REQUIRED WORK:
1. Please rewrite the part of the hemolytic anemia passage that opens with the words containing "A shortened red" and closes with "red cell turnover.", substituting "clinicians" for "physicians".
2. According to the hemolytic anemia passage, what does the reticulocyte count measure?

PASSAGE SHOWN START

A shortened red cell survival is a symptom, not a cause of hemolytic anemia. How is red cell survival measured? The accompanying figure shows idealized red cell survival curves using two distinct methods of red cell labeling (cohort labeling or random labeling). In each case, normal red cells persist in the circulation longer than cells from a patient with a hemolytic disorder. In practice, physicians rarely directly measure red survival. Instead, they rely upon indirect indices of red cell survival derived from the complete blood count (CBC), the reticulocyte count (fraction of immature red cells), examination of the bone marrow, and blood chemistry to estimate the rate of red cell turnover.

Once a patient is diagnosed with hemolytic anemia, a series of laboratory evaluations is performed to rule in or rule out specific known causes. These evaluations may include all or a subset of the following tests:

1. Blood smear—a sample of peripheral blood is examined microscopically. Abnormalities in the size, shape or staining pattern of red cells can provide clues as to the type of disorder causing red cell destruction.

PASSAGE SHOWN END
INFORMATION PROVIDED START

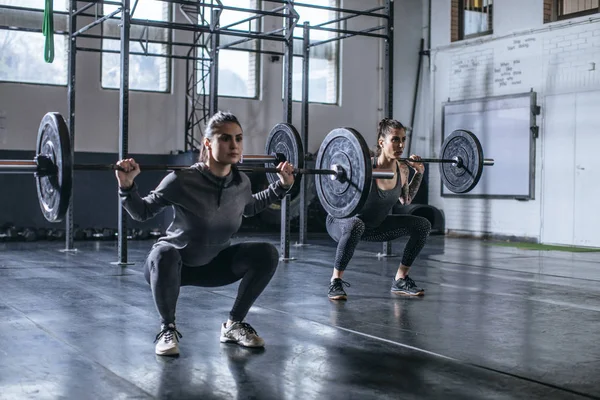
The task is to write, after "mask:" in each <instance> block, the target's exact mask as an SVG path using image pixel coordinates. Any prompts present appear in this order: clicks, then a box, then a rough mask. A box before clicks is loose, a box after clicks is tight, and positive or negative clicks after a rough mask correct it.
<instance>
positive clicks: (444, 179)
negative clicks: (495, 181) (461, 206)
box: [440, 129, 483, 193]
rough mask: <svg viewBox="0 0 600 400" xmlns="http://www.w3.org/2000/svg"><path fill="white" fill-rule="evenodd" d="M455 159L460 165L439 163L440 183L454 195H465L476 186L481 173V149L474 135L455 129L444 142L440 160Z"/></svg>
mask: <svg viewBox="0 0 600 400" xmlns="http://www.w3.org/2000/svg"><path fill="white" fill-rule="evenodd" d="M455 157H458V158H460V159H461V160H462V165H455V164H449V163H448V164H445V163H440V175H441V177H442V182H443V183H444V186H446V187H447V188H448V190H450V191H452V192H454V193H467V192H469V191H471V190H472V189H473V188H474V187H475V186H477V183H479V179H480V178H481V174H482V173H483V149H482V147H481V143H480V142H479V140H478V139H477V137H476V136H475V135H474V134H472V133H471V132H469V131H466V130H463V129H457V130H455V131H454V132H452V133H451V134H450V135H449V136H448V137H447V138H446V140H444V143H443V144H442V150H441V154H440V158H442V159H454V158H455Z"/></svg>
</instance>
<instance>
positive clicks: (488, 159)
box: [398, 157, 494, 166]
mask: <svg viewBox="0 0 600 400" xmlns="http://www.w3.org/2000/svg"><path fill="white" fill-rule="evenodd" d="M398 161H401V162H404V163H406V162H409V161H410V162H420V163H425V164H427V163H434V164H436V163H437V164H456V166H460V165H462V162H463V161H462V159H461V158H460V157H455V158H453V159H440V158H421V159H420V160H418V161H416V160H411V159H408V158H401V159H400V160H398ZM483 165H485V166H492V165H494V160H493V159H492V158H484V159H483Z"/></svg>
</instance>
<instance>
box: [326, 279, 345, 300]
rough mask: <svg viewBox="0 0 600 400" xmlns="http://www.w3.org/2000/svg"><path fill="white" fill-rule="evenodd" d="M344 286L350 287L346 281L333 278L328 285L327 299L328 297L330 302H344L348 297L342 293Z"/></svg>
mask: <svg viewBox="0 0 600 400" xmlns="http://www.w3.org/2000/svg"><path fill="white" fill-rule="evenodd" d="M344 285H346V287H350V284H349V283H348V282H346V281H343V280H342V279H341V278H335V279H334V280H332V281H331V283H330V284H329V293H328V294H327V297H329V298H330V299H331V300H346V299H347V298H348V296H347V295H346V292H345V291H344Z"/></svg>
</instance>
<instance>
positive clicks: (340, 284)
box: [329, 279, 350, 290]
mask: <svg viewBox="0 0 600 400" xmlns="http://www.w3.org/2000/svg"><path fill="white" fill-rule="evenodd" d="M344 286H346V287H350V283H348V282H346V281H343V280H341V279H336V280H334V281H333V282H331V284H330V285H329V290H333V289H342V290H343V289H344Z"/></svg>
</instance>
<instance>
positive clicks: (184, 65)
mask: <svg viewBox="0 0 600 400" xmlns="http://www.w3.org/2000/svg"><path fill="white" fill-rule="evenodd" d="M342 3H343V7H345V8H352V9H359V10H364V9H367V8H371V7H374V6H376V5H379V4H380V0H344V1H343V2H342ZM266 8H267V9H272V8H273V6H268V5H267V6H266ZM175 14H176V15H179V12H176V13H175ZM267 21H268V19H267ZM267 24H269V22H267ZM376 25H377V21H376V20H375V19H372V18H362V17H361V18H356V19H352V20H350V21H349V22H348V25H347V27H348V29H356V30H360V29H364V28H368V27H373V26H376ZM278 26H281V25H278ZM187 37H189V35H188V36H187ZM185 38H186V34H185V33H178V34H177V35H176V36H175V40H185ZM379 41H380V40H379V39H372V38H349V39H346V40H344V41H343V44H342V50H341V56H342V60H341V71H340V74H341V80H340V91H341V101H340V105H321V104H312V105H311V106H310V131H309V146H308V150H309V151H311V152H314V153H316V152H317V150H318V147H319V145H320V143H321V142H322V140H323V138H324V137H325V135H326V134H327V133H329V131H331V130H332V129H333V128H335V127H338V126H350V127H354V128H356V129H358V130H359V131H360V132H361V133H362V134H363V135H364V136H365V137H366V138H367V140H368V141H369V144H370V145H373V143H374V132H375V128H376V126H377V121H378V118H379V111H378V106H379V104H380V94H381V93H380V90H379V86H378V82H379V79H380V62H379V60H380V46H379V45H378V42H379ZM80 42H81V44H83V43H85V42H84V40H80ZM86 45H87V46H91V45H92V44H90V43H87V44H86ZM269 48H270V49H273V48H274V49H280V50H281V49H282V47H281V45H279V44H276V45H270V47H269ZM40 57H42V54H40ZM261 67H262V68H261V72H260V82H261V88H260V99H258V100H247V99H233V98H221V99H220V101H219V108H221V109H229V110H231V111H233V112H234V113H235V114H236V115H237V116H238V118H239V119H240V120H241V122H242V125H243V128H244V130H245V132H246V139H245V152H246V153H264V145H265V141H266V138H267V135H268V133H269V131H270V130H271V128H272V127H273V126H274V125H275V124H276V123H278V122H281V121H282V118H283V103H282V99H281V94H282V86H281V85H282V68H283V64H282V62H281V61H280V62H276V63H272V62H270V61H269V56H265V57H263V58H262V61H261ZM185 79H186V76H185V63H184V62H183V61H179V60H175V61H174V62H173V83H172V91H171V93H166V94H165V93H143V92H131V95H130V125H129V126H130V130H129V151H130V153H145V154H164V153H169V152H171V151H174V150H183V148H184V121H185V108H184V106H185V97H184V96H185ZM100 86H101V84H100V54H97V53H84V52H79V54H78V56H77V87H76V99H77V106H76V132H75V136H76V137H75V150H77V151H89V152H117V151H118V128H119V123H118V121H119V118H118V115H119V92H118V90H104V89H101V87H100ZM48 111H59V112H61V113H63V115H65V117H66V112H67V89H66V87H51V86H39V85H25V84H14V83H4V82H0V115H2V116H3V117H4V122H3V123H4V124H5V127H4V129H3V130H2V132H1V133H2V134H1V135H0V145H1V146H2V148H3V149H11V150H33V149H34V147H35V141H36V136H37V129H38V126H39V122H40V120H41V118H42V116H43V115H44V114H45V113H46V112H48ZM293 123H294V125H296V127H297V128H298V130H299V129H300V104H299V103H296V104H295V105H294V108H293Z"/></svg>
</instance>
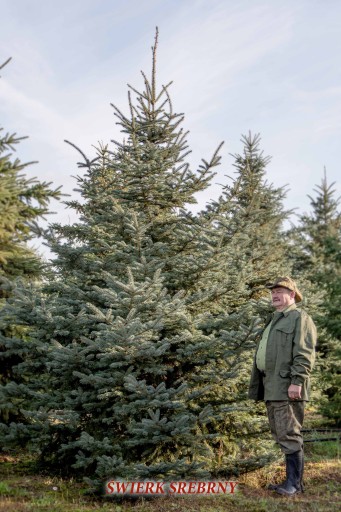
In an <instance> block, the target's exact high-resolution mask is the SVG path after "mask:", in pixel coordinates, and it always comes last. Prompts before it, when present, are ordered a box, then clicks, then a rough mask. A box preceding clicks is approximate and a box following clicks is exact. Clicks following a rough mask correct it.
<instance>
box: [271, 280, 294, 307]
mask: <svg viewBox="0 0 341 512" xmlns="http://www.w3.org/2000/svg"><path fill="white" fill-rule="evenodd" d="M271 299H272V305H273V307H274V308H276V309H277V311H283V309H286V308H287V307H288V306H290V305H291V304H293V303H294V302H295V292H292V291H291V290H288V288H282V287H281V286H279V287H278V288H272V290H271Z"/></svg>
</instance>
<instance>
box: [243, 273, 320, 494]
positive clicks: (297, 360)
mask: <svg viewBox="0 0 341 512" xmlns="http://www.w3.org/2000/svg"><path fill="white" fill-rule="evenodd" d="M267 288H269V289H270V290H271V296H272V305H273V306H274V308H275V309H276V311H275V312H274V313H273V314H272V316H271V318H270V319H268V322H267V323H266V325H265V329H264V331H263V333H262V338H261V340H260V342H259V344H258V347H257V350H256V354H255V359H254V365H253V369H252V375H251V382H250V388H249V397H250V398H252V399H254V400H264V401H265V404H266V409H267V414H268V420H269V424H270V429H271V433H272V435H273V437H274V439H275V441H276V442H277V443H278V444H279V446H280V448H281V450H282V452H283V453H284V454H285V459H286V480H285V481H284V482H283V483H282V484H279V485H270V486H269V489H271V490H275V491H277V492H278V493H279V494H282V495H285V496H292V495H294V494H296V493H298V492H303V484H302V477H303V465H304V461H303V437H302V434H301V428H302V424H303V418H304V407H305V403H306V401H307V400H309V392H310V379H309V376H310V372H311V370H312V367H313V365H314V361H315V345H316V328H315V325H314V322H313V321H312V319H311V318H310V316H309V315H308V314H307V313H306V312H305V311H303V310H299V309H297V307H296V303H297V302H301V300H302V295H301V293H300V292H299V290H298V289H297V286H296V283H295V282H294V281H293V280H292V279H291V278H290V277H287V276H286V277H279V278H278V279H276V281H275V282H274V283H272V284H269V285H267Z"/></svg>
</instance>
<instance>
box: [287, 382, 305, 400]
mask: <svg viewBox="0 0 341 512" xmlns="http://www.w3.org/2000/svg"><path fill="white" fill-rule="evenodd" d="M301 391H302V386H299V385H296V384H290V386H289V388H288V395H289V398H291V399H292V400H297V399H298V398H301Z"/></svg>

INFORMATION PROVIDED END

SOLVED PROBLEMS:
1.
A shortened red cell survival is a symptom, not a cause of hemolytic anemia. How is red cell survival measured? The accompanying figure shows idealized red cell survival curves using two distinct methods of red cell labeling (cohort labeling or random labeling). In each case, normal red cells persist in the circulation longer than cells from a patient with a hemolytic disorder. In practice, clinicians rarely directly measure red survival. Instead, they rely upon indirect indices of red cell survival derived from the complete blood count (CBC), the reticulocyte count (fraction of immature red cells), examination of the bone marrow, and blood chemistry to estimate the rate of red cell turnover.

2. The fraction of immature red cells.